[Source records]
━━━━━━━━━━━━━━━━━━━━
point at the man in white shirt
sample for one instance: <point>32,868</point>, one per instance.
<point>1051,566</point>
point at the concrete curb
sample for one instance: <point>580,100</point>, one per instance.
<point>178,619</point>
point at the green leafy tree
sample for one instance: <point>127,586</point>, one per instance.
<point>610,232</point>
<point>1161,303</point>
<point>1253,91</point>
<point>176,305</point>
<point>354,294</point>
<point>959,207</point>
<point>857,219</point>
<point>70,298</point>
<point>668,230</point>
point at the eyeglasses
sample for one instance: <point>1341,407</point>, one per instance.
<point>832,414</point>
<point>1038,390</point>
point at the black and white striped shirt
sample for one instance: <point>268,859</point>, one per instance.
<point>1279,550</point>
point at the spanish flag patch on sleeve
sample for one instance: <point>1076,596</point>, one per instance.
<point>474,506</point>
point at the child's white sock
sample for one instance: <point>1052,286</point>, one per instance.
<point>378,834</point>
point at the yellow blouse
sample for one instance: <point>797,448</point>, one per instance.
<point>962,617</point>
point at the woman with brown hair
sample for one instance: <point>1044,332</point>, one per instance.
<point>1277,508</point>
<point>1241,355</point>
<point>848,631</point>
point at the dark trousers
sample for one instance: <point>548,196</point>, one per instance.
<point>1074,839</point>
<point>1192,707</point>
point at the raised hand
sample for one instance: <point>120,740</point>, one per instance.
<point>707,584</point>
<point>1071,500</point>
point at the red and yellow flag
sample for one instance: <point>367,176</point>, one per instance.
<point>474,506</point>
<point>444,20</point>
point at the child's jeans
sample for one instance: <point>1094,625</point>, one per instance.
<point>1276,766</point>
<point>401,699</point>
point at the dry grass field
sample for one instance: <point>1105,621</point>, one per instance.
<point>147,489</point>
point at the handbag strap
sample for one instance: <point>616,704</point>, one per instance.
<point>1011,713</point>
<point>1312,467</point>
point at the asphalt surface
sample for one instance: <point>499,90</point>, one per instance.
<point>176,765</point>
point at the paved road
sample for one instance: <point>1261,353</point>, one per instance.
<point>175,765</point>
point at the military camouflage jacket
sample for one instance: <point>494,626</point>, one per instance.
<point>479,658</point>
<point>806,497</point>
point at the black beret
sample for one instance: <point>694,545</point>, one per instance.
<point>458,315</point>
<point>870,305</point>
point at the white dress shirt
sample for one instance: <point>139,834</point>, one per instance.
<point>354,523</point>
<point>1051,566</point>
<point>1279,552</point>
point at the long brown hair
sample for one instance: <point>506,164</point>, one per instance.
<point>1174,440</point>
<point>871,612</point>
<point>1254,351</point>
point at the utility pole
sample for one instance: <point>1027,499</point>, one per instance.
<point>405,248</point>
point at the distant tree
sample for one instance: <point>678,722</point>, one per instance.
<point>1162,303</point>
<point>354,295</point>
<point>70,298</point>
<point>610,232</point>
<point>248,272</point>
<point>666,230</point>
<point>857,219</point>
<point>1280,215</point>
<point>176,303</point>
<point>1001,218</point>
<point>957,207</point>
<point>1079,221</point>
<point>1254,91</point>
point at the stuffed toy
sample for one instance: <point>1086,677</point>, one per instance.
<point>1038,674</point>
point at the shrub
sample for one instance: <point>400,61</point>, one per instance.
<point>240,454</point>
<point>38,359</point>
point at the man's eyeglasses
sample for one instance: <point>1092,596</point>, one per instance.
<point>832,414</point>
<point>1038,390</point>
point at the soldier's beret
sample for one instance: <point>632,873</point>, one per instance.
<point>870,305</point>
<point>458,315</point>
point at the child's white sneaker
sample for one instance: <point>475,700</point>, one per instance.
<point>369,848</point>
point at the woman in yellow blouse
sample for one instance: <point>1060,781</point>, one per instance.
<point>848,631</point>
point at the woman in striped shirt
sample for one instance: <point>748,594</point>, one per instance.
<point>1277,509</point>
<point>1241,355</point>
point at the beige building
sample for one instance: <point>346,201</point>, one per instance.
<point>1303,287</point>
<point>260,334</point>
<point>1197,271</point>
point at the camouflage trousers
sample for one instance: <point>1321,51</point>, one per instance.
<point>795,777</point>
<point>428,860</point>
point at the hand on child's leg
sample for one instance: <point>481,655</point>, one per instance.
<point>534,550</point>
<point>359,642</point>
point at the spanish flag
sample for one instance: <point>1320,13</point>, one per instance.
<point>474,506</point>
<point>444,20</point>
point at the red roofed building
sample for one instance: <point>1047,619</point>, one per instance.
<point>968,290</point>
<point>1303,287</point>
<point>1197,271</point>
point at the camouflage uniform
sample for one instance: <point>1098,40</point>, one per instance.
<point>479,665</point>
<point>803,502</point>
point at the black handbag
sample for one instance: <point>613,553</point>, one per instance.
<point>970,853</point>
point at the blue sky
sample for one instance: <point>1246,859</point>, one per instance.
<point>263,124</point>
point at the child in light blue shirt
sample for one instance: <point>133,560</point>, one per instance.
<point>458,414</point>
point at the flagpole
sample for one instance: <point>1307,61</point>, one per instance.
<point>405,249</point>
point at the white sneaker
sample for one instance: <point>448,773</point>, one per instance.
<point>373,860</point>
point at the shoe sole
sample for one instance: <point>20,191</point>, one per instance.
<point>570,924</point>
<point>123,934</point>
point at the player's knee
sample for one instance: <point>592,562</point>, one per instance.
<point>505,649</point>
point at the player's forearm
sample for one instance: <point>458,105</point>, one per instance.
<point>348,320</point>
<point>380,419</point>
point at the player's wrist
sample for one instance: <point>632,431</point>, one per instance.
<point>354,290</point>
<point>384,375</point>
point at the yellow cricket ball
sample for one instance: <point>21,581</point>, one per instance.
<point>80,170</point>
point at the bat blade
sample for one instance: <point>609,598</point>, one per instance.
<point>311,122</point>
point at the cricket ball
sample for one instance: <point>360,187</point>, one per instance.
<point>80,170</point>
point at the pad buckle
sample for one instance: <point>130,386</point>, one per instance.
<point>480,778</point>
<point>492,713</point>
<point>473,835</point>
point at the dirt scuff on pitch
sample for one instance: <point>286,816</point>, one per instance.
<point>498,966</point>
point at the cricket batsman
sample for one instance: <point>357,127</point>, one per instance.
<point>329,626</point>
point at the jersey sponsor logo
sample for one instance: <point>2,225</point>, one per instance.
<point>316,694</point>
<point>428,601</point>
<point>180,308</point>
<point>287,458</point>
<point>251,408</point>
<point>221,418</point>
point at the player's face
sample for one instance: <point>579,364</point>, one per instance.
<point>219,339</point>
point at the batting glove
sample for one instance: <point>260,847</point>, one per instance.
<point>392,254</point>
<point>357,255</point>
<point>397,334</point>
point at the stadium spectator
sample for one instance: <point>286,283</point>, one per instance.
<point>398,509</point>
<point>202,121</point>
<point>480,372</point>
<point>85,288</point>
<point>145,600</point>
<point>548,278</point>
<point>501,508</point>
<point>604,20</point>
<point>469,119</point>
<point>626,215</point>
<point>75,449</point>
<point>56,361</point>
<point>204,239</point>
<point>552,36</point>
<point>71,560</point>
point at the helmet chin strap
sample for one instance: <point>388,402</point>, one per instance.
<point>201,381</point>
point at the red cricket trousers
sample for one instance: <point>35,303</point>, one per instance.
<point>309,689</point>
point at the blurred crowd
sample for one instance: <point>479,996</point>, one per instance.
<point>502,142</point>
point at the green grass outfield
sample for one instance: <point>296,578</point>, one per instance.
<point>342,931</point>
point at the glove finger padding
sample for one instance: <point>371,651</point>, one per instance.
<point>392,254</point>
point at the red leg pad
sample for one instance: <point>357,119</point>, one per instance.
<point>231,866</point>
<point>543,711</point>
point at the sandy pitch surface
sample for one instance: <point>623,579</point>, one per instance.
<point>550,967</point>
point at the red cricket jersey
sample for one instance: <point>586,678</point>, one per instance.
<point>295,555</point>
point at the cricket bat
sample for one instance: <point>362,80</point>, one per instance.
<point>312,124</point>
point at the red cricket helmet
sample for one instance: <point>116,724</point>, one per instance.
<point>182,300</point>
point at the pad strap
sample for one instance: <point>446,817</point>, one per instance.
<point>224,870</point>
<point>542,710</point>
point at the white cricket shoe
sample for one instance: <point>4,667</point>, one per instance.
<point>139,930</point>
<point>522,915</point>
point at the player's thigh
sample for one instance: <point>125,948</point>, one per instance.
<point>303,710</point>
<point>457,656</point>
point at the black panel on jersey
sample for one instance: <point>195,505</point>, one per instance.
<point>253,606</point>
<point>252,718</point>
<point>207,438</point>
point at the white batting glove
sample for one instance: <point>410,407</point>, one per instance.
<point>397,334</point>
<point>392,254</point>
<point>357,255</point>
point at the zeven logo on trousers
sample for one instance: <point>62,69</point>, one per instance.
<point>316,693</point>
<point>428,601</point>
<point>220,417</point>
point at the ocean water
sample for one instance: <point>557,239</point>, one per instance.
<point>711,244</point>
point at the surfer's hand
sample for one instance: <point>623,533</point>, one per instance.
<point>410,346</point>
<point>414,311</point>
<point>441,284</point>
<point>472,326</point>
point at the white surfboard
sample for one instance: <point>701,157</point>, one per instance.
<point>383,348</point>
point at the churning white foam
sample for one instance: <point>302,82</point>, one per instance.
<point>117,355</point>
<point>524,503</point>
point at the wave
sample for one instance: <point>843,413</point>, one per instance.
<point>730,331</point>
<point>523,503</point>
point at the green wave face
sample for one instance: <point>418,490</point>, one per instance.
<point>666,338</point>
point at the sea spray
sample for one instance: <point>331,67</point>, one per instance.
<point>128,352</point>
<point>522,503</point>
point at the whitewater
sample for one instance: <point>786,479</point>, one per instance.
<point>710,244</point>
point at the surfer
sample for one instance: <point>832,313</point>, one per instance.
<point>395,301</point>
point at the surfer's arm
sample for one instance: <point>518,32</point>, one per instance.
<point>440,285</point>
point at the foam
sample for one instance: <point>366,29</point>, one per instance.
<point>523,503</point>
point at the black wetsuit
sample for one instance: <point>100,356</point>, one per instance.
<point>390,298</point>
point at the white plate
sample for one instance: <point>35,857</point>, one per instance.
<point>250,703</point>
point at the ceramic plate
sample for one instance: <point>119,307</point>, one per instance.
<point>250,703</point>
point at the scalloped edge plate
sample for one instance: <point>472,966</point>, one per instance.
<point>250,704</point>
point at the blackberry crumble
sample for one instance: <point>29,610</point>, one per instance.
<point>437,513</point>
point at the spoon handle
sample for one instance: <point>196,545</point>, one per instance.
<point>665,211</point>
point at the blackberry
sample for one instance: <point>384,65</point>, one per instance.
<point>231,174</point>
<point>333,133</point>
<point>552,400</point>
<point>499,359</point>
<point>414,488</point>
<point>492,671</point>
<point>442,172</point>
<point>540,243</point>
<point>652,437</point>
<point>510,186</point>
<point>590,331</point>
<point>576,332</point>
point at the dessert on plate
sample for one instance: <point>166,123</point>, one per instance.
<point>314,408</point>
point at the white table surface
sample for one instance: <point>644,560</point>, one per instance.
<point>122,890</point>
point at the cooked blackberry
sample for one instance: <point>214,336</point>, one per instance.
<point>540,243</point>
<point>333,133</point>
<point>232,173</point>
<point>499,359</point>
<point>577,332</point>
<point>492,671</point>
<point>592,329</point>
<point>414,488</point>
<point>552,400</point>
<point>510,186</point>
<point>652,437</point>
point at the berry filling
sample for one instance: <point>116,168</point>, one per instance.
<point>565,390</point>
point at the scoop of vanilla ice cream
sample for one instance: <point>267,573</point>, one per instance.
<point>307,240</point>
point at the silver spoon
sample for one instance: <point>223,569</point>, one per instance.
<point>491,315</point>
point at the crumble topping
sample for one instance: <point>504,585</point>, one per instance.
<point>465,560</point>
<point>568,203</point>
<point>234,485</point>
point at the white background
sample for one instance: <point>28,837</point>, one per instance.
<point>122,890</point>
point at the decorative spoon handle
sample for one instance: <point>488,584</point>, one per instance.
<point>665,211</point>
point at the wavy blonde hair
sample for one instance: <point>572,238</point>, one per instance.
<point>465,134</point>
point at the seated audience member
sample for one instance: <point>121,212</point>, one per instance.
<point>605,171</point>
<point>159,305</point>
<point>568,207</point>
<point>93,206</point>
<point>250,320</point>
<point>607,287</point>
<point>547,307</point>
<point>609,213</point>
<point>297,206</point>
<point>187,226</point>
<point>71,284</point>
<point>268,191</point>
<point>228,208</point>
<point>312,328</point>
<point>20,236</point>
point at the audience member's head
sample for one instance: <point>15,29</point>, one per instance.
━━━━━━━━━━━━━━━━━━━━
▶ **Exercise requirements**:
Can you recast the items as a JSON list of strings, one string per line and blank lines left out, beginning at the line that contains "point at the woman with brown hair" and stopping after the line that contains "<point>1071,500</point>"?

▶ **Result of the exercise**:
[
  "point at the woman with brown hair",
  "sample for one instance: <point>1044,332</point>, one per instance.",
  "<point>1277,508</point>",
  "<point>1241,355</point>",
  "<point>848,631</point>",
  "point at the dark trousers",
  "sample for one instance: <point>548,196</point>, one per instance.",
  "<point>1074,839</point>",
  "<point>1192,707</point>",
  "point at the raised hand",
  "sample for one instance: <point>120,740</point>, one per instance.",
  "<point>707,584</point>",
  "<point>1071,500</point>"
]